**DOCUMENT**
1

In my Python (3.8) application, I make a request to the Cassandra database via DataStax Python Driver 3.24.

I have several CQL operations that I am trying to execute with a single query via BatchStatement according to the official documentation. Unfortunately, my code causes an error with the following content:

"errorMessage": "retry_policy should implement cassandra.policies.RetryPolicy"
"errorType": "ValueError"

As you can see from my code I set the value for the reply_policy attribute inside BatchStatement. Anyway my code raise error which you see above. What kind of value must be inside the reply_policy property? What is the reason for the current conflict?

Code Snippet:

from cassandra.cluster import Cluster, ExecutionProfile, EXEC_PROFILE_DEFAULT
from cassandra.auth import PlainTextAuthProvider
from cassandra.policies import DCAwareRoundRobinPolicy
from cassandra import ConsistencyLevel
from cassandra.query import dict_factory
from cassandra.query import BatchStatement, SimpleStatement
from cassandra.policies import RetryPolicy


auth_provider = PlainTextAuthProvider(username=db_username, password=db_password)

**INSTRUCTIONS FOR THE TASK**
Rewrite the post from the words "In my Python" through "the current conflict?", putting "BatchQuery" wherever "BatchStatement" appears.

Object point labels
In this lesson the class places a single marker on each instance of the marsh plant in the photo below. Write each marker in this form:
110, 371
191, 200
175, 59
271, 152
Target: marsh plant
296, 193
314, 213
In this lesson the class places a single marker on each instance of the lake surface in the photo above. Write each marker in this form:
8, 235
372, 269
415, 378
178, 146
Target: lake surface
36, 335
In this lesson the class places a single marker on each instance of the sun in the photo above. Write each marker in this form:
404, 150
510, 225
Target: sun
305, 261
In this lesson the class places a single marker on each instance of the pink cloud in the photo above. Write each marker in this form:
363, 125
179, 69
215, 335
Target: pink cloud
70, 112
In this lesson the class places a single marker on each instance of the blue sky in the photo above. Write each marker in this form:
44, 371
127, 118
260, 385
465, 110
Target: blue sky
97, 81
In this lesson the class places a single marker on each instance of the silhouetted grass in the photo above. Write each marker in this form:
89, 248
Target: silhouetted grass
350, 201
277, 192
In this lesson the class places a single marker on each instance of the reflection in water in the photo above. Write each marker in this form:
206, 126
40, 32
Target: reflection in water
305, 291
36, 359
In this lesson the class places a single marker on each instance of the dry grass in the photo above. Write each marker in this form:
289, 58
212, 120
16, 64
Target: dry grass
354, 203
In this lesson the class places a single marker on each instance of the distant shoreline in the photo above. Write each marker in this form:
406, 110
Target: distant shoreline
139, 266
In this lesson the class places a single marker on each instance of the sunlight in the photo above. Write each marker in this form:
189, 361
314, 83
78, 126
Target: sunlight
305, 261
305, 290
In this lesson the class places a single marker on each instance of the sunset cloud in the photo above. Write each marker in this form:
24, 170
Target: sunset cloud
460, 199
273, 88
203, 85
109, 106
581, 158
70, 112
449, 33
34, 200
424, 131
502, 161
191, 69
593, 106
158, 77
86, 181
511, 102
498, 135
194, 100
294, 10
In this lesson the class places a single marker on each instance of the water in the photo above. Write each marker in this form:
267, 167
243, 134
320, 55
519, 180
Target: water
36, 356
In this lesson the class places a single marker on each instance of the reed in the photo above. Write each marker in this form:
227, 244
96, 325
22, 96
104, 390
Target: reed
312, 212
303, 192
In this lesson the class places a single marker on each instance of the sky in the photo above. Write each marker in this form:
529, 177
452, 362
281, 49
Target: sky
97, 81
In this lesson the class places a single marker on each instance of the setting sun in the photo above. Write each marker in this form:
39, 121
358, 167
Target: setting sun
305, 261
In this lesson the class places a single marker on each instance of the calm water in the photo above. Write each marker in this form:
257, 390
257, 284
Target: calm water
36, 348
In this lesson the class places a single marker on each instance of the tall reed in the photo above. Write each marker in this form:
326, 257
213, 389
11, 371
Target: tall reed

**RESULT OF THE TASK**
In my Python (3.8) application, I make a request to the Cassandra database via DataStax Python Driver 3.24.

I have several CQL operations that I am trying to execute with a single query via BatchQuery according to the official documentation. Unfortunately, my code causes an error with the following content:

"errorMessage": "retry_policy should implement cassandra.policies.RetryPolicy"
"errorType": "ValueError"

As you can see from my code I set the value for the reply_policy attribute inside BatchQuery. Anyway my code raise error which you see above. What kind of value must be inside the reply_policy property? What is the reason for the current conflict?